** EXERCISE DETAILS **
Quote, word for word, the stretch of the material from the line containing "Name the bounding box enclosing the dry grass." through the line containing "[[707, 1208, 837, 1344]]".

** Detection annotation records **
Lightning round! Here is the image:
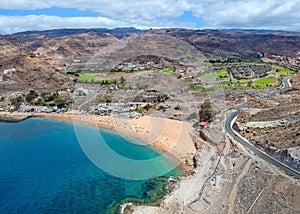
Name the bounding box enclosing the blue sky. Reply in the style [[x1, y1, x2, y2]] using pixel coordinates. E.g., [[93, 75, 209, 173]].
[[0, 0, 300, 34]]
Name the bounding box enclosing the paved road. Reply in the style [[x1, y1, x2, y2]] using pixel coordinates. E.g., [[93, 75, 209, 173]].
[[225, 110, 300, 179]]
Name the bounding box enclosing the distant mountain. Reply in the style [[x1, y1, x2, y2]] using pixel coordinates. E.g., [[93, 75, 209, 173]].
[[12, 27, 144, 38], [0, 28, 300, 91]]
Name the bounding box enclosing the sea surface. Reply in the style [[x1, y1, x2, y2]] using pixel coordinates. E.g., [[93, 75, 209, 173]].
[[0, 118, 182, 214]]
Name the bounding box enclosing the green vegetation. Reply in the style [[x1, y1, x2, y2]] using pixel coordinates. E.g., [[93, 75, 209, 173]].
[[273, 68, 295, 75], [10, 95, 24, 109], [181, 77, 192, 82], [161, 67, 175, 74], [136, 84, 148, 90], [79, 73, 97, 82], [158, 106, 167, 111], [174, 105, 181, 110], [220, 80, 250, 85], [25, 90, 39, 103], [199, 99, 215, 122], [187, 112, 198, 120], [34, 98, 47, 106], [192, 87, 205, 91], [252, 77, 276, 88], [200, 70, 228, 79], [186, 54, 197, 59]]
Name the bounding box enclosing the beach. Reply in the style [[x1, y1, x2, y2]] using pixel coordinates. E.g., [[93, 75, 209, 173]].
[[0, 110, 196, 171]]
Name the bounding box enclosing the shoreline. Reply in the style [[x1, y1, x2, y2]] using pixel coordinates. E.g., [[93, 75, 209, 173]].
[[0, 110, 196, 174]]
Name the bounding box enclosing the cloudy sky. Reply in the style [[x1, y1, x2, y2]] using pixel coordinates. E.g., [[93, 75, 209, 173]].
[[0, 0, 300, 34]]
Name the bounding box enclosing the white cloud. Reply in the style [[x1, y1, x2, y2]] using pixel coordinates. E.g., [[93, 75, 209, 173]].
[[0, 15, 194, 34], [0, 0, 300, 33]]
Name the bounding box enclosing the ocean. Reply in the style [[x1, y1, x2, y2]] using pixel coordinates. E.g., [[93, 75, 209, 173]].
[[0, 118, 183, 214]]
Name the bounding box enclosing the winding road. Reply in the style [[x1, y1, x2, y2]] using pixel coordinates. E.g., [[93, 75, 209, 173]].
[[225, 77, 300, 179]]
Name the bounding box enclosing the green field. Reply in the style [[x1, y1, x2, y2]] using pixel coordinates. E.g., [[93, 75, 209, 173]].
[[79, 73, 118, 85], [160, 67, 175, 74], [273, 68, 295, 75], [220, 80, 250, 85], [79, 73, 97, 82], [252, 77, 276, 88], [200, 70, 228, 79], [192, 87, 205, 91], [186, 54, 197, 59]]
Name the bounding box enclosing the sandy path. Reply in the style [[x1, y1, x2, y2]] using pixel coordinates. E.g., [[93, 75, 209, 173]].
[[228, 159, 253, 214]]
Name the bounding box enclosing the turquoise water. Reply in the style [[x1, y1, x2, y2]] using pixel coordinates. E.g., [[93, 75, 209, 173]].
[[0, 118, 182, 213]]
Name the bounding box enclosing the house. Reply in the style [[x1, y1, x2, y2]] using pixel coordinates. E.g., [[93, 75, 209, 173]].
[[199, 121, 208, 127]]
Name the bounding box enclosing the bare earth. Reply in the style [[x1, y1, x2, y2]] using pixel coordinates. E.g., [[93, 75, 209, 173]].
[[0, 111, 196, 171]]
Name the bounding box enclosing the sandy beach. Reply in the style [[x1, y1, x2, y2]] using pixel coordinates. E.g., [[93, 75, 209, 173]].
[[0, 111, 196, 171]]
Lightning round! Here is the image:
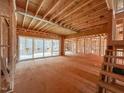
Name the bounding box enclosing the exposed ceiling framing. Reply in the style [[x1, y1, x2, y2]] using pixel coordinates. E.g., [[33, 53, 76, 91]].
[[16, 0, 110, 35]]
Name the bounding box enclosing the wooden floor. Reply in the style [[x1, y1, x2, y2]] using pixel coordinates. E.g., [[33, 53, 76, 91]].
[[15, 55, 102, 93]]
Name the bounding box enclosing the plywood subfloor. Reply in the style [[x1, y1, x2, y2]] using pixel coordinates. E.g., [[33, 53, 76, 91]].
[[15, 55, 102, 93]]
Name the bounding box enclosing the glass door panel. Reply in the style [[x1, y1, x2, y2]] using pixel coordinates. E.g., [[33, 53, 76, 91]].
[[19, 37, 32, 60], [34, 38, 43, 58], [44, 39, 52, 57], [52, 40, 59, 56]]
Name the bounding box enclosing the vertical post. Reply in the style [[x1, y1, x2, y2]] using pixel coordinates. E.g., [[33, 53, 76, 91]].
[[9, 0, 17, 91], [76, 38, 79, 54], [99, 35, 102, 56], [0, 17, 2, 91], [31, 38, 35, 59], [60, 36, 65, 56]]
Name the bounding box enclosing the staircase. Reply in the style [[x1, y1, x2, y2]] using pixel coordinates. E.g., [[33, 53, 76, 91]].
[[98, 46, 124, 93]]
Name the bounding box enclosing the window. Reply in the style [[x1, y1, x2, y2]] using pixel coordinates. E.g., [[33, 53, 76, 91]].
[[19, 36, 60, 60]]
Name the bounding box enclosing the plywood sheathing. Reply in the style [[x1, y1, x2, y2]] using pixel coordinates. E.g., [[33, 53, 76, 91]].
[[15, 55, 102, 93]]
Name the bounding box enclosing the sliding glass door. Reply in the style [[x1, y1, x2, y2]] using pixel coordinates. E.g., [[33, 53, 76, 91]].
[[44, 39, 52, 57], [19, 37, 33, 60], [34, 38, 43, 58], [52, 40, 59, 56]]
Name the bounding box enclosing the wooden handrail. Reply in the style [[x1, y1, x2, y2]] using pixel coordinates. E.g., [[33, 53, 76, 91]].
[[98, 81, 124, 93], [104, 55, 124, 59], [103, 62, 124, 69], [100, 71, 124, 82]]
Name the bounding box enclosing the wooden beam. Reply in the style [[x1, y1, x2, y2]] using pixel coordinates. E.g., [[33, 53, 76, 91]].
[[27, 0, 44, 29], [62, 8, 107, 26], [60, 2, 105, 25], [22, 0, 30, 27], [16, 10, 75, 32], [65, 24, 108, 38], [49, 0, 79, 21], [55, 0, 93, 23], [33, 0, 61, 30], [17, 27, 60, 39], [105, 0, 113, 10]]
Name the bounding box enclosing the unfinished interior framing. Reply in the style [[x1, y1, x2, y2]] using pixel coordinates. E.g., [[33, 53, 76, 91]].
[[0, 0, 124, 93]]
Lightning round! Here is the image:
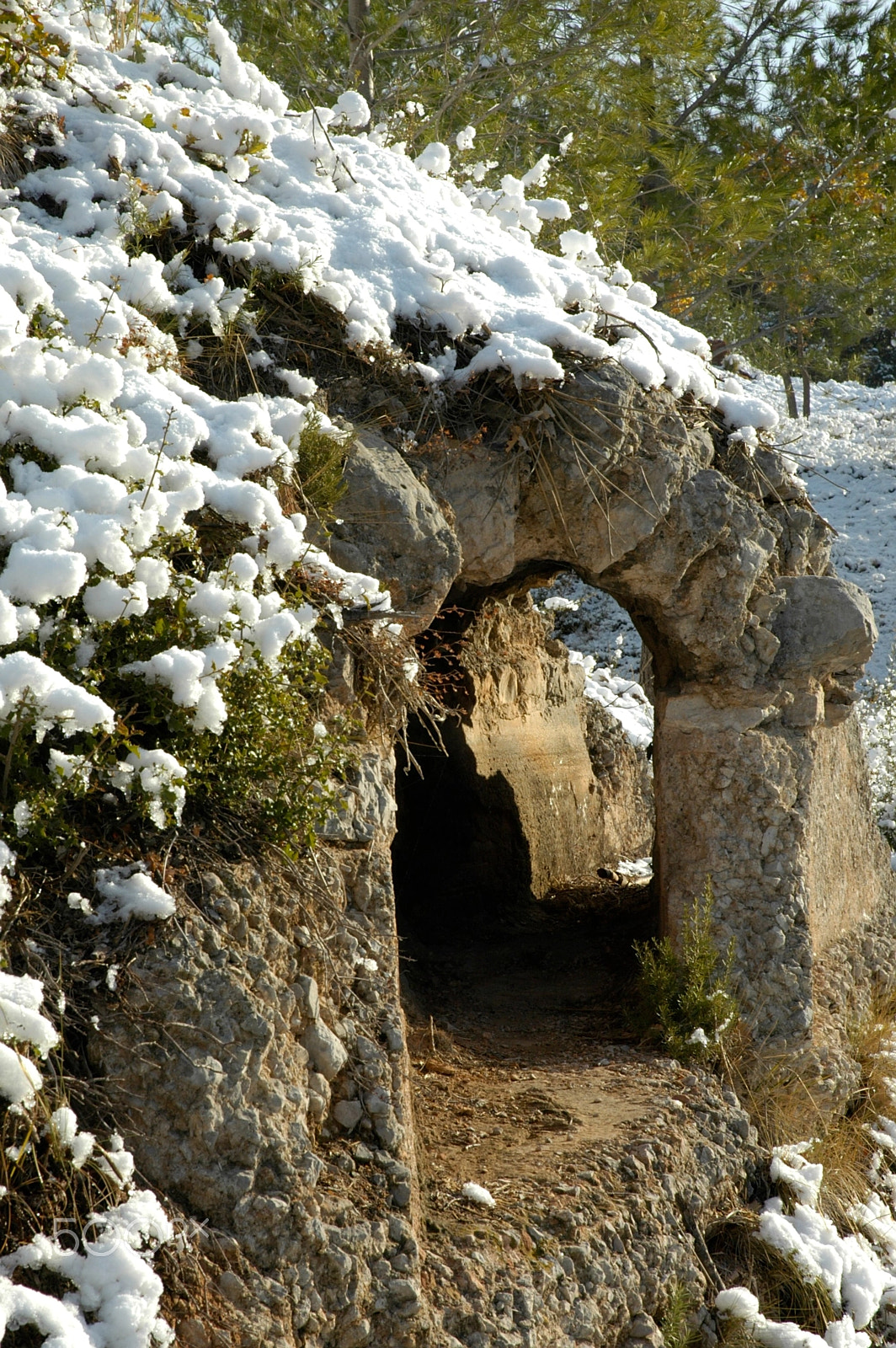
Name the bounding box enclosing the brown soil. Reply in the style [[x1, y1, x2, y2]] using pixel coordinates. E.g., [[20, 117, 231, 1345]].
[[402, 885, 669, 1240]]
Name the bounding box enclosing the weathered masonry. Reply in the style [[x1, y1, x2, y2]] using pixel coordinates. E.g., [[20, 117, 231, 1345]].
[[332, 362, 892, 1040]]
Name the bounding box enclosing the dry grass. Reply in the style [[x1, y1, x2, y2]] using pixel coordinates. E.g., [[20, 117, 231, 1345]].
[[706, 1208, 837, 1343]]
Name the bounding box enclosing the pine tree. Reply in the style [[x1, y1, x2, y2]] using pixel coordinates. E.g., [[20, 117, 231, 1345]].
[[187, 0, 896, 376]]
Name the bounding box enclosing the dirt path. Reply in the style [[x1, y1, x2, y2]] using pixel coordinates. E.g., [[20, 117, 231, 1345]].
[[403, 885, 669, 1235]]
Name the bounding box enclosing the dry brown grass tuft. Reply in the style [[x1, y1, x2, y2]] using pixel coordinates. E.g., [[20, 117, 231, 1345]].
[[707, 1208, 837, 1344]]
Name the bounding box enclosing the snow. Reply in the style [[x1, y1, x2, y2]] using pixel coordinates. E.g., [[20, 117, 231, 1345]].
[[92, 861, 175, 922], [0, 1190, 173, 1348], [753, 373, 896, 679], [461, 1180, 496, 1208], [570, 651, 653, 750], [716, 1094, 896, 1348]]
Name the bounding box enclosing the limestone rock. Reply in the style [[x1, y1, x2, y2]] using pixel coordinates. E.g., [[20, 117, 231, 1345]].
[[326, 431, 461, 632], [772, 575, 877, 678], [301, 1020, 349, 1081]]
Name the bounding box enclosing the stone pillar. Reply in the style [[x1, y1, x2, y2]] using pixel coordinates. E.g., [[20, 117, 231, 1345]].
[[655, 577, 893, 1040]]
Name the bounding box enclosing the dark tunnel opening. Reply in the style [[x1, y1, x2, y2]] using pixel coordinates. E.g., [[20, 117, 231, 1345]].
[[392, 721, 659, 1061]]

** PROBLEM SOLUTION **
Name the bounding box enclosing the dry grass. Reply in the style [[x1, y1, x2, y2]] using pixel coordinates. E.g., [[20, 117, 231, 1345]].
[[706, 1208, 837, 1343]]
Name the bounding box enclosing the pine tree. Reply in the style [[x1, y1, x2, y2]] using pixel coordinates. E.g., [[20, 117, 231, 1345]].
[[187, 0, 896, 376]]
Name the bounding box enclosing the dirt path. Reply in the style [[x1, y1, x2, y2]] using pixel coordinates. E.g., [[20, 117, 231, 1345]].
[[403, 885, 669, 1235]]
Name the bounding box enclosing the dry brown grass tuft. Reply in the style [[x1, y1, x2, y2]] using pixel coordinates. E.g., [[20, 117, 231, 1345]].
[[707, 1208, 837, 1344]]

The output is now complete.